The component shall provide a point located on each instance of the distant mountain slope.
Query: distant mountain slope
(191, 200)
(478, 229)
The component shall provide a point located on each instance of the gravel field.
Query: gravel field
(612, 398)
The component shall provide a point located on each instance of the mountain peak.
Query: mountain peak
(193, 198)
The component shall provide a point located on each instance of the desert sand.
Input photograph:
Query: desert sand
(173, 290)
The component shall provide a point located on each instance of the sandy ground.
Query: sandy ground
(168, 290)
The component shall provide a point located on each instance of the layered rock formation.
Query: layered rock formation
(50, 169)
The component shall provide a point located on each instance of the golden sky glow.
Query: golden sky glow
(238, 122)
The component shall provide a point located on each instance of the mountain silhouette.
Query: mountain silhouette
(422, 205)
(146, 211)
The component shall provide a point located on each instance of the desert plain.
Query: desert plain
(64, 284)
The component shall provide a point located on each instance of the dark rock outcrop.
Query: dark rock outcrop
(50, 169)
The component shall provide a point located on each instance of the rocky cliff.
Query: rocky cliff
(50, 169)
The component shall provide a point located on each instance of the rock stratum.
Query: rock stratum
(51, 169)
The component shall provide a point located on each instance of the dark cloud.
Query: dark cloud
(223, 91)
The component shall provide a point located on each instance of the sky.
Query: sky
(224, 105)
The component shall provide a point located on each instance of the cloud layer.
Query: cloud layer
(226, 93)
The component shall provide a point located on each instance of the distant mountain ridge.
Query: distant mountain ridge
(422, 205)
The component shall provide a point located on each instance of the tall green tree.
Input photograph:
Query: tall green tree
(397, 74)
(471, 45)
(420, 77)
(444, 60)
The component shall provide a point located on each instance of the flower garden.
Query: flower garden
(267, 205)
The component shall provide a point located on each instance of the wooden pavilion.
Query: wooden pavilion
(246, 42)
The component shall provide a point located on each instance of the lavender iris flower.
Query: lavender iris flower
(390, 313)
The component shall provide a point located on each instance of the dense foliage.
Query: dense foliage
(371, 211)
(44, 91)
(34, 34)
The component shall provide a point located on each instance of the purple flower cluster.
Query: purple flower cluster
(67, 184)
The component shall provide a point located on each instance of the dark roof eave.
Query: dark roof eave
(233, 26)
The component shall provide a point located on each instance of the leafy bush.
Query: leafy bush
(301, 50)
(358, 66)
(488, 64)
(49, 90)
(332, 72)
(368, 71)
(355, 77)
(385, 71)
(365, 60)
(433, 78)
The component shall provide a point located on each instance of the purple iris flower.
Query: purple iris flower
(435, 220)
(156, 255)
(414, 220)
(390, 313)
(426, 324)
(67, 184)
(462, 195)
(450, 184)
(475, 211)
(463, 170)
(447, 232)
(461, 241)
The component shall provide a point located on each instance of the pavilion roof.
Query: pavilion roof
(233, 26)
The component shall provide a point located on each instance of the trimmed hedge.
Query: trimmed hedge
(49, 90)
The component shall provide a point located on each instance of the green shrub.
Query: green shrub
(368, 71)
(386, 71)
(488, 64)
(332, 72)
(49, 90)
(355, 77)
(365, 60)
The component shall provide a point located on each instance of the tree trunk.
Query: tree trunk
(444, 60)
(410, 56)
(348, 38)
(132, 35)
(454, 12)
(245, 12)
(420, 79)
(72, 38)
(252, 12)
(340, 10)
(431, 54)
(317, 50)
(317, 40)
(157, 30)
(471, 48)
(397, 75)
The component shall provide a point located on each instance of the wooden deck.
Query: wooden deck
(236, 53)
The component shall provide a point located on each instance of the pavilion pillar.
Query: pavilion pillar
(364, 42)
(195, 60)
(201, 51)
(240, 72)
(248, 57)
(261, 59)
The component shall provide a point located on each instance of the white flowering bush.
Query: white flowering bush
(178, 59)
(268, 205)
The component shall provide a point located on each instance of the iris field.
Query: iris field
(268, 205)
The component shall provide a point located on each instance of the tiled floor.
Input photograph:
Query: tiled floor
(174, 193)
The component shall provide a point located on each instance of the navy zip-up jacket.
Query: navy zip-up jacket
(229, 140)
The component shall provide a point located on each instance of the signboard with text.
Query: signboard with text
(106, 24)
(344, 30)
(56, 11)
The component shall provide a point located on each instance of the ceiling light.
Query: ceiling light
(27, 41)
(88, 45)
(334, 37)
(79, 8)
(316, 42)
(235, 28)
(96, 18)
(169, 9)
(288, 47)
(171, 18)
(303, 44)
═══
Activity:
Write the records above out again precisely.

Response area:
The component shall provide a point located on each instance of the distant mountain slope.
Query: distant mountain slope
(191, 200)
(478, 229)
The component shall provide a point located on each instance of the gravel field.
Query: gravel field
(612, 398)
The component shall provide a point located on each instance of the mountain peak.
Query: mountain peak
(193, 198)
The component shall provide a point located on each instance of the desert sand.
Input photograph:
Query: desert sand
(173, 290)
The component shall provide a point located on each instance of the sandy ground.
Query: sandy ground
(168, 290)
The component shall provide a point located on each instance of the layered rock formation.
Query: layered rock formation
(50, 169)
The component shall provide a point located on each instance of the golden sky glow.
Query: golden sky glow
(238, 122)
The component shall provide a point located on each instance of the mountain silhouette.
Query: mountain silhouette
(422, 205)
(146, 211)
The component shall provide a point located on each instance of the desert plain.
Query: desert plain
(64, 284)
The component shall provide a point located on each instance of the dark rock outcrop.
Query: dark rock outcrop
(50, 169)
The component shall provide a point located on each instance of the rocky cliff.
Query: rocky cliff
(50, 169)
The component shall provide a point located on each instance of the rock stratum.
Query: rock stratum
(51, 169)
The component shall provide a point located on each instance of the dark cloud.
Query: dark cloud
(223, 91)
The component shall provide a point located on each instance of the sky.
Query: sky
(224, 105)
The component shall provide a point located on each instance of the cloud layer.
Query: cloud layer
(226, 93)
The component shall provide a point located on each instance of the distant mountain ridge.
Query: distant mountain ridge
(422, 205)
The component shall provide a point located on each instance of the tall green tree.
Input photograph:
Query: tall green tree
(397, 74)
(471, 45)
(420, 77)
(444, 60)
The component shall provide a point located on each instance of the flower garden.
Query: flower garden
(267, 205)
The component shall provide a point located on each instance of the wooden pavilion.
Query: wooden pavilion
(246, 42)
The component shall provide a point located on each instance of the lavender iris flower.
Query: lavender iris flower
(390, 313)
The component shall provide a point located on each instance of the dense foliage.
Query: dense foliage
(371, 211)
(44, 91)
(34, 34)
The component shall provide a point located on each instance of the purple flower cluster.
Query: purple flower cluster
(67, 184)
The component shall provide a point located on each instance of the dark roof eave.
Query: dark roof eave
(233, 26)
The component shall provide a point located on each instance of the leafy bush.
Query: leafy bush
(301, 50)
(358, 66)
(488, 64)
(49, 90)
(332, 72)
(368, 71)
(355, 77)
(385, 71)
(365, 60)
(433, 78)
The component shall provide a point located on each instance of the purple iris flower.
Query: purple iris flower
(435, 220)
(156, 255)
(414, 220)
(390, 313)
(426, 324)
(67, 184)
(462, 195)
(450, 184)
(475, 211)
(463, 170)
(447, 232)
(461, 241)
The component shall provide a point located on each instance of the pavilion roof.
Query: pavilion roof
(233, 26)
The component shall provide a point located on each instance of the trimmed hedge.
Query: trimmed hedge
(49, 90)
The component shall provide a point located on each instance of the green shrub.
Query: green shrub
(368, 71)
(386, 71)
(488, 64)
(332, 72)
(49, 90)
(355, 77)
(365, 60)
The component shall provide a point located on each instance of the tree trunk.
Query: tree trunk
(444, 60)
(410, 56)
(348, 38)
(132, 35)
(454, 12)
(245, 12)
(420, 79)
(72, 38)
(252, 12)
(340, 10)
(431, 54)
(317, 50)
(317, 40)
(157, 30)
(471, 48)
(397, 75)
The component shall provide a point located on each instance of the wooden deck.
Query: wooden deck
(236, 53)
The component shall provide a point located on each instance of the pavilion pillar.
Query: pavilion pillar
(364, 42)
(195, 60)
(201, 51)
(240, 72)
(248, 57)
(261, 59)
The component shall provide a point located on each instance of the white flowering bush.
Query: white flowering bush
(178, 59)
(268, 205)
The component shall provide a point located on each instance of the iris field.
Query: iris field
(268, 205)
The component shall provide a point located on each instance of the tiled floor.
Input photograph:
Query: tiled floor
(174, 193)
The component shall provide a point located on each instance of the navy zip-up jacket.
Query: navy zip-up jacket
(229, 140)
The component shall provide a point located on each instance of the signboard with text.
Query: signboard with text
(106, 24)
(344, 30)
(56, 11)
The component shall provide a point located on each instance of the ceiling light.
Query: ceiling light
(27, 41)
(88, 45)
(334, 37)
(79, 8)
(316, 42)
(235, 28)
(96, 18)
(169, 9)
(288, 47)
(171, 18)
(303, 44)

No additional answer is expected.